* START Provided data *

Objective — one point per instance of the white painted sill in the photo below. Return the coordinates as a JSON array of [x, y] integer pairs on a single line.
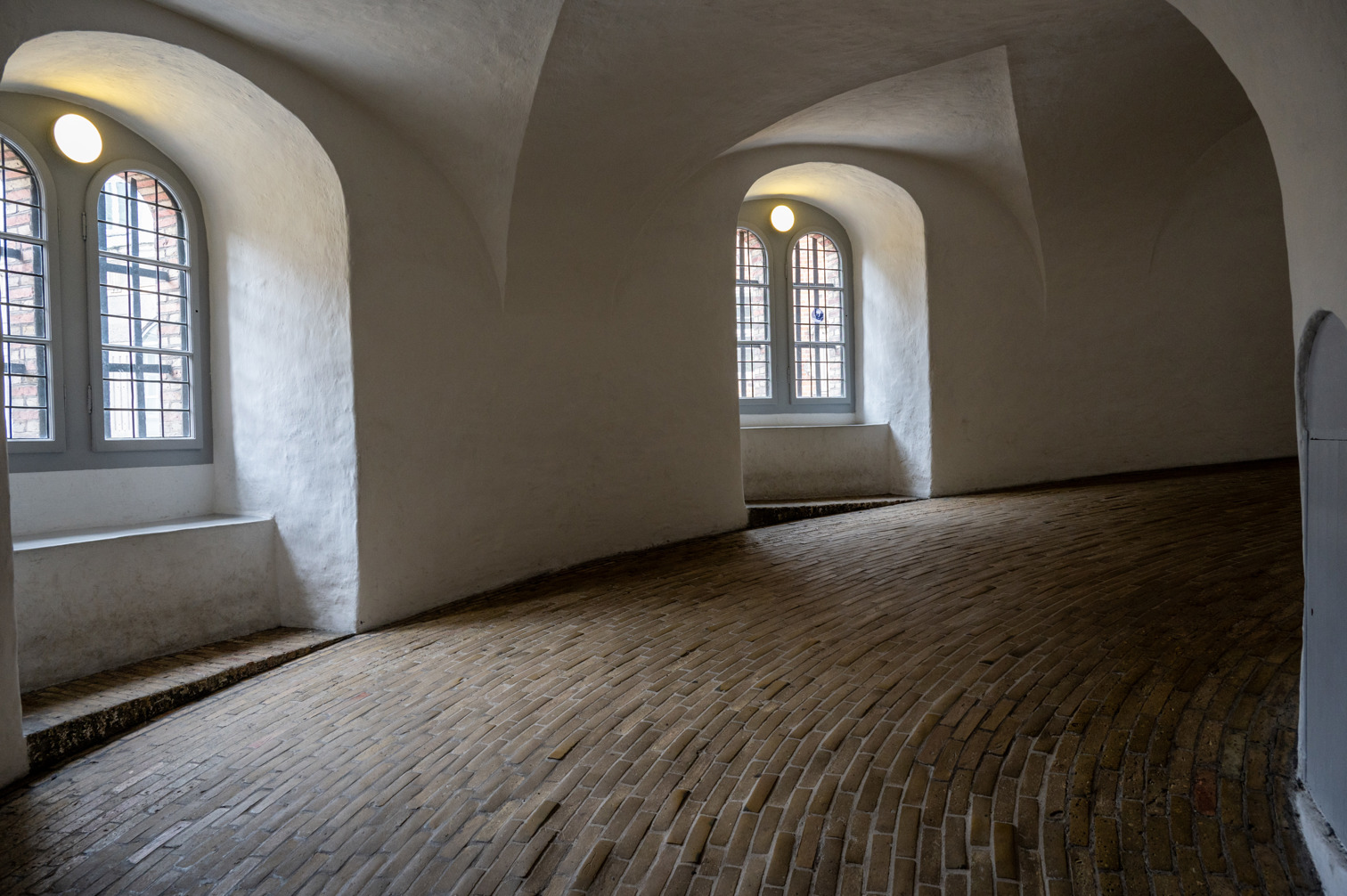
[[110, 533]]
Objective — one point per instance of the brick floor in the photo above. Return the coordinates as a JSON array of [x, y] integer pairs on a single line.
[[1086, 688], [66, 719]]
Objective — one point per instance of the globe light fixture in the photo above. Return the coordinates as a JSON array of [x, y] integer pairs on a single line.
[[77, 138]]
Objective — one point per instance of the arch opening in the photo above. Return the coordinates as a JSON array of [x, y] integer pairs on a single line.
[[881, 444], [275, 220]]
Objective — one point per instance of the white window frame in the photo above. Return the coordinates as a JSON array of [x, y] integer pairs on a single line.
[[96, 346], [779, 247], [55, 439]]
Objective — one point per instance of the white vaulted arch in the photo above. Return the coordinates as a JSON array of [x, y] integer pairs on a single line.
[[281, 296]]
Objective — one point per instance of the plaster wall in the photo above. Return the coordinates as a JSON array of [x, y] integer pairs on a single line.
[[13, 752], [78, 499], [100, 599], [815, 461]]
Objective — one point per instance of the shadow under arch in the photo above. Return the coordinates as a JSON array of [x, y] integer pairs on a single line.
[[892, 321], [281, 290]]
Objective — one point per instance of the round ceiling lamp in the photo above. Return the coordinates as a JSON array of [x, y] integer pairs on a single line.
[[77, 138]]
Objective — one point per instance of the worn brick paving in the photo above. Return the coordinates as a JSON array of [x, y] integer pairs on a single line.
[[1086, 688]]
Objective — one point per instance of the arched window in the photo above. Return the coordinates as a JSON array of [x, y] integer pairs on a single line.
[[753, 315], [792, 310], [27, 321], [144, 309]]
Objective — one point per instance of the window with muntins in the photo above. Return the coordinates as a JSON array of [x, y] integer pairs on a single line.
[[792, 310], [27, 320], [144, 310], [753, 315], [817, 302]]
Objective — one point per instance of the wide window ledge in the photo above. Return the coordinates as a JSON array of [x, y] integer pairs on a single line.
[[110, 533]]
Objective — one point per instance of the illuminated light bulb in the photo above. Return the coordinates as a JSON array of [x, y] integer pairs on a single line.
[[77, 138]]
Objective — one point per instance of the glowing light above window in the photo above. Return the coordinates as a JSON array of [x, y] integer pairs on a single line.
[[77, 138]]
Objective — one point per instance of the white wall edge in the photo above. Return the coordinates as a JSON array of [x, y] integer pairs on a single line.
[[108, 533], [1326, 851]]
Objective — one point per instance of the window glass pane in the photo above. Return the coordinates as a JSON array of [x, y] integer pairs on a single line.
[[753, 317], [820, 372], [755, 371], [20, 199], [146, 395], [26, 391], [23, 299]]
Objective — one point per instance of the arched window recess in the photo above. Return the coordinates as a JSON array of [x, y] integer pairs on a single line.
[[794, 310]]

* END Provided data *

**Exercise prompt**: Revise the listing above so that every "Objective" becomes "Goal", changing nothing else and leaving out the pictures.

**Response to the task**:
Goal — one point per instance of the white painted sill in the photo below. Return the coordinates as a JSON array of [x, y] integer pairs on a single line.
[[110, 533]]
Goal — one point per instance of the brick floor in the photo above. Return the coordinates as a JSON array of [x, y] integer pairs on a single line.
[[1086, 688], [66, 719]]
Goal — one point per instance of the globe light fixture in the photo above. Return the coordinates as a JSON array of [x, y] integer pairs on a single line.
[[77, 138]]
Goal — one point per instance of the arch opening in the photo above. Return the coordinates as a JSON array of [x, y] integer pairs on a single line.
[[881, 444], [275, 220]]
Goal — one point per instance of the white window frame in the photo above. Return the coordinates as a JSON array of [x, y] integer pairs on a single line.
[[96, 346], [779, 247], [55, 439]]
Goal — one point per instance of the white vaulted arch in the photo above. Return the coordinates as a JSON array of [x, y] integer pairs on a single line.
[[281, 296]]
Goal — one point per instance of the plaster wall in the photo above. Return the coordinates as a JSON array of [x, y] integer pairs on a single line.
[[13, 752], [78, 499], [100, 599], [815, 461]]
Goal — one point per instance of the shadow under arch in the photo above. Return the coordinates as a JSON array of [x, y] integer pairs on a single line.
[[892, 321], [281, 290]]
Goal — one point per instance of the round ceiling lamp in the photo above. Return the coordinates as a JSON array of [x, y] integer pairs on a single line.
[[77, 138]]
Goal — one point per instance of the worn brick paving in the photo above. Return the coordinates as a JSON array of [x, y] integer pairs on a single line.
[[1086, 688]]
Goal — one point per instance of the arched window in the photo above. Return the coordinates as a JSON array of [x, y] integer pairs on a single line.
[[753, 315], [792, 310], [27, 321], [144, 309]]
Goal — one point per instance of the window with muntins in the photo above. Return the coordinates as a JSON array of [x, y] integer pairs on a single line.
[[792, 310], [27, 320], [144, 310], [753, 315], [817, 302]]
Goal — one point per instance of the wide window ledge in the photo above. Return the coordinates as a JSON array of [x, y] integer pairs on a single line.
[[110, 533]]
Goal — one point per instance of the illuminated light bulb in the photo above. Return the coordinates as a JSON array of [x, y] integer pairs on a single line.
[[77, 138]]
Goal — one point per instance of the glowing light above window in the photo above. Return the coordinates as a JSON array of [x, y] integer pairs on a single line.
[[77, 138]]
Goal — one point per instance of the white wall edge in the photo above. Return the coordinates as a JSON array of [x, y] integer pairs on a single line.
[[108, 533], [1326, 851]]
Goal — one point per instance of the window glass pane in the photo above. Return the coordinates as a JSON array of [x, y] integer pairs on a single line.
[[753, 317], [820, 372], [755, 371], [20, 199], [146, 395], [26, 391], [23, 299]]
Goal — one point per instance of the arched window recess in the photo above. Return the coordinates as a JSON array of [x, y] integer pairs on a single line.
[[794, 310]]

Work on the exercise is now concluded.